> _WHAT NEEDS TO BE DONE_: Print all of the data exactly, with no line missing.
------------
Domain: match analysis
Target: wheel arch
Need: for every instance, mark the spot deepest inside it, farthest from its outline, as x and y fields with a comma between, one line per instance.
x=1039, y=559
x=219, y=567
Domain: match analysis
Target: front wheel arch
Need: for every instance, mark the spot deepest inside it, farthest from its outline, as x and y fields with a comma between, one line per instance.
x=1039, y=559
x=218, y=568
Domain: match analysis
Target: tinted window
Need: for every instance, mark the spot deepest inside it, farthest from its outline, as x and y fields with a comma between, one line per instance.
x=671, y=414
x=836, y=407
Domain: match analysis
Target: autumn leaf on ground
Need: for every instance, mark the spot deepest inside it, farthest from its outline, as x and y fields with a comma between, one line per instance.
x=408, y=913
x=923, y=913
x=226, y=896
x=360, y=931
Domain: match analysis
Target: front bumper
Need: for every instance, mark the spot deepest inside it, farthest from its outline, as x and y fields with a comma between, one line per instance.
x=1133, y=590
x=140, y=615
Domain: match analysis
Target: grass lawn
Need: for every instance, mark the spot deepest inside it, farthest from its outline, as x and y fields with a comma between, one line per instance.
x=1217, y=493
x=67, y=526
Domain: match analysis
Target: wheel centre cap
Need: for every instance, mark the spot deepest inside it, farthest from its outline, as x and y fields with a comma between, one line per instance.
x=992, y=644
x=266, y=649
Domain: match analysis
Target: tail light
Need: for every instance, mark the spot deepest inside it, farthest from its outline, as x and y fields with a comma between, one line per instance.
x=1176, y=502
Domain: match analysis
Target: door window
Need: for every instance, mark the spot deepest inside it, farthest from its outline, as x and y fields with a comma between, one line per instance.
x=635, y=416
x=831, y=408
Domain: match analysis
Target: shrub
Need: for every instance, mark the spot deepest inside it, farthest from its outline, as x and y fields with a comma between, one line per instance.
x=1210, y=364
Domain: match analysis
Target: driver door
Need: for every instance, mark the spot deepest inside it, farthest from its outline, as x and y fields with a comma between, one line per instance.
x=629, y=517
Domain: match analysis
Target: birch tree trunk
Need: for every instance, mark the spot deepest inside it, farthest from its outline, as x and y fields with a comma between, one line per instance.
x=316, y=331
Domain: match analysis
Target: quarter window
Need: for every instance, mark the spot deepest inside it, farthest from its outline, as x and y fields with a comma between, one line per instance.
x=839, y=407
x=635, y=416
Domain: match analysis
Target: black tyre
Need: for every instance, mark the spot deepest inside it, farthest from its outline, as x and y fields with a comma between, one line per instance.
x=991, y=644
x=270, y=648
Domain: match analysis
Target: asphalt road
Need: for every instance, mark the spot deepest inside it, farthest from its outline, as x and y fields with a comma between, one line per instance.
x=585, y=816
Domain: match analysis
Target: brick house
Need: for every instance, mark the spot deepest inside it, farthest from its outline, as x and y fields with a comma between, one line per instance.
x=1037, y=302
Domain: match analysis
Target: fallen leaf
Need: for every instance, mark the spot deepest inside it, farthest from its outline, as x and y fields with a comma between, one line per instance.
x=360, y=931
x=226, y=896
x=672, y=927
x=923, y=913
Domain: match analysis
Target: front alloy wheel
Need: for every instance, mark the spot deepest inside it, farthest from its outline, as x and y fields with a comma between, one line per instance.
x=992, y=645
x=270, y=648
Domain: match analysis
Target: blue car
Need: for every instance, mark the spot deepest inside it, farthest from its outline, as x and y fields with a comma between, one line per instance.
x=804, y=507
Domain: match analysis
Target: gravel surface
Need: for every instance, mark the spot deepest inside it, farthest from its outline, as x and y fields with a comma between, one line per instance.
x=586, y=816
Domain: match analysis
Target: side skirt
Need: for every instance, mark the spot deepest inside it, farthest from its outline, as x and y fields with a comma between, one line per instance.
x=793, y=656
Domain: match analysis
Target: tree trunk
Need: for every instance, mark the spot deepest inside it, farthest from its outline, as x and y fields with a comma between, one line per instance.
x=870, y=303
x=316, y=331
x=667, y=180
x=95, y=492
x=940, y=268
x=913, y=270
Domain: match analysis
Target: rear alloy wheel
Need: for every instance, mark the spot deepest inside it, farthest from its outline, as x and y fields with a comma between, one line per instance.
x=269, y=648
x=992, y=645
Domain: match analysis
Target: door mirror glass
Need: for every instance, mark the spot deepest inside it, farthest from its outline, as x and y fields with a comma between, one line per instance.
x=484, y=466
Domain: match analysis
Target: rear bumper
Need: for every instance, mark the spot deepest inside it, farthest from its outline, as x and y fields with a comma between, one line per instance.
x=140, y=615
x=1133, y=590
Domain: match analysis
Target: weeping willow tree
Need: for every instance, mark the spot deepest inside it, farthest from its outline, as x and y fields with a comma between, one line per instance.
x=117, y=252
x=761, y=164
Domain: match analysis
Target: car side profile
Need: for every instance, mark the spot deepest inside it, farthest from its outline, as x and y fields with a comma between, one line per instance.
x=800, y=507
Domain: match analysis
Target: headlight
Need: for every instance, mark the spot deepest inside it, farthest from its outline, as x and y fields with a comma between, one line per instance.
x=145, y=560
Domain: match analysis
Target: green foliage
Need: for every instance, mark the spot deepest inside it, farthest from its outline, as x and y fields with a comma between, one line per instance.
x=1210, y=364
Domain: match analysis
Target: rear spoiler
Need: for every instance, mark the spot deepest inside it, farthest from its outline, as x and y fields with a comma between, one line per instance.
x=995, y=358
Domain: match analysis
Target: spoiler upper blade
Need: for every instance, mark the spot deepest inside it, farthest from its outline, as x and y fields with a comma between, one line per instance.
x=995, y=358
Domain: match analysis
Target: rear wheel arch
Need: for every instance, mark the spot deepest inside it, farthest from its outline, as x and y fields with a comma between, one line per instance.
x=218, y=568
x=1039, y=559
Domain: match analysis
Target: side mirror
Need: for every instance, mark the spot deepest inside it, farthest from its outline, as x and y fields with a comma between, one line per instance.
------------
> _ANSWER TO THIS TASK_:
Domain: match analysis
Target: wheel arch
Need: for every instance, mark the spot deepest inside it, farthest from its outline, as x and y fields with a comma between, one line per instance.
x=1039, y=559
x=219, y=567
Domain: match analysis
Target: front wheel arch
Need: for every instance, mark the spot deepest inside it, farthest from its outline, as x and y fields with a comma between, one line per instance.
x=1039, y=559
x=218, y=568
Domain: match analysis
Target: tinted window
Need: for every instance, mark the spot deepest inside it, farthest from its outline, as x and y fields with a comma between, one line per instance.
x=671, y=414
x=836, y=407
Domain: match analysis
Target: autumn leaf on ground
Need: for every instance, mark the spot deepest inside it, farthest from its outline, as x and y fields with a comma between, one line per instance.
x=408, y=913
x=923, y=913
x=226, y=896
x=360, y=931
Domain: match analysis
Target: front bumper
Need: for every instance, mark the spot deepest inside it, farthest from its outline, as x and y fields with a comma between, one line per instance.
x=1133, y=590
x=140, y=615
Domain: match analysis
Target: grass lawn
Need: for every instance, mark the spot deepest inside it, farthest from its outline, as x and y fields with a comma between, one line per instance.
x=1217, y=493
x=67, y=526
Domain: match analysis
Target: wheel centre cap
Need: for every instance, mark the spot deepest inside it, farthest from its outline, as x and y fields with a comma between, one line per instance.
x=992, y=644
x=266, y=649
Domain: match analysis
Target: tail light
Need: for every instance, mark the spot deepest inside it, farthest from its outline, as x and y fields with a comma between, one line per instance.
x=1176, y=502
Domain: match analysis
Target: door window
Need: for every instance, mark the spot deepest inside it, farthest from its outline, as x and y fields with a comma between, one line per instance.
x=635, y=416
x=831, y=408
Domain: match analysis
Target: shrub
Need: for every instance, mark the spot deepest inside it, farthest from its outline, as x and y fields with a comma between, one line per instance.
x=1210, y=364
Domain: match analysis
Target: driver door
Need: for every instance, mark the spot deepest inside it, farthest from its outline, as x and y fields with a comma between, one line per instance.
x=629, y=517
Domain: match analysis
Target: birch tree trunk
Need: for every instance, mark the spot deepest inside it, farthest from its outline, as x and y fields with a comma between, one line per instance.
x=316, y=331
Domain: match analysis
Target: quarter window
Need: for every instance, mark the spot deepest inside it, farthest from its outline, as x and y fields with a comma between, one line per instance.
x=839, y=407
x=635, y=416
Domain: match analysis
Target: black tyre
Need: for every instance, mark the spot deepest inside it, farthest from its outline, as x and y fields with a comma between, one line per instance.
x=991, y=644
x=270, y=648
Domain: match analysis
Target: asphalt road
Need: for every instance, mark the spot deepest inside it, farthest from its outline, as x and y fields with a comma between, one line per instance.
x=585, y=816
Domain: match analysis
Target: brick house
Need: for every instance, mark the spot deepest inside it, farthest from its outline, as x and y fields with a comma between, one line per instance.
x=1037, y=302
Domain: match analysis
Target: fallen leaf
Need: for every instance, mark the spot deepest inside it, farthest from its outline, as x and y fields with a comma between, one line per instance.
x=360, y=931
x=226, y=896
x=672, y=927
x=923, y=913
Domain: match analysis
Target: front alloy wheel
Need: for every instance, mark the spot deepest inside it, farthest from its outline, as x and y fields with a comma between, one line per instance.
x=992, y=645
x=270, y=648
Domain: match analysis
Target: blue car
Need: for every instance, mark the spot deepest inside it, farthest from its outline, as x and y fields with a comma between, one line per instance.
x=804, y=507
Domain: match analysis
Target: gravel surface
Need: for every instance, mark the spot deepest inside it, farthest from its outline, as x and y fields with a comma between, one line per instance.
x=586, y=816
Domain: match analysis
Target: side skirt
Need: for every instance, mark the spot deepest inside it, farthest from its outline, as x and y fields with a comma between, one line per instance.
x=793, y=656
Domain: match analysis
Target: tree trunk
Need: for every instance, mark the spot deepest inside it, farthest from its outline, as x and y fields with a comma between, one line per instance.
x=870, y=303
x=316, y=331
x=667, y=180
x=95, y=492
x=940, y=268
x=913, y=270
Domain: match analysis
Target: rear alloy wheel
Need: for every instance, mark the spot deepest inside it, farthest from its outline, as x and y fields with a comma between, one line per instance.
x=269, y=648
x=992, y=645
Domain: match analysis
Target: door mirror glass
Need: for every instance, mark the spot deepest inside it, farthest from its outline, as x and y fields with a comma between, one line per instance.
x=484, y=466
Domain: match analysis
Target: rear bumper
Need: for every instance, mark the spot deepest inside it, farthest from its outline, as x and y fields with a comma between, one line per instance.
x=140, y=615
x=1133, y=590
Domain: match analysis
Target: weeping willow tree
Need: for every instance, mark the spot deepest inside it, farthest from its outline, as x and y fields with a comma between, one line per instance.
x=117, y=252
x=761, y=164
Domain: match analysis
Target: car side profile
Need: for every instance, mark the spot deepest inside it, farthest from its outline, as x and y fields with a comma between, one line per instance.
x=800, y=507
Domain: match analysis
Target: headlight
Need: for every instance, mark the spot deepest inside it, farthest from its outline, as x and y fields with a comma between, one line per instance.
x=145, y=560
Domain: match analysis
Target: green foliage
Need: for every instance, mark the spot deepest inside it, farthest from its outline, as x and y fields with a comma between, one line per instance.
x=1210, y=364
Domain: match analysis
Target: rear spoiler
Need: for every instance, mark the spot deepest inside it, farthest from its outline, as x and y fields with a comma between, one line per instance.
x=995, y=358
Domain: match analysis
Target: spoiler upper blade
Need: for every instance, mark the spot deepest inside it, farthest from its outline, as x and y fields with a comma between, one line per instance.
x=995, y=358
Domain: match analysis
Target: rear wheel arch
Need: for every instance, mark the spot deepest inside it, farthest from its outline, as x and y fields with a comma between, one line per instance.
x=218, y=568
x=1039, y=559
Domain: match analysis
Target: side mirror
Need: for every instance, mark the spot deepest inside it, farthest from its outline, as x and y fields with a comma between, one line per instance.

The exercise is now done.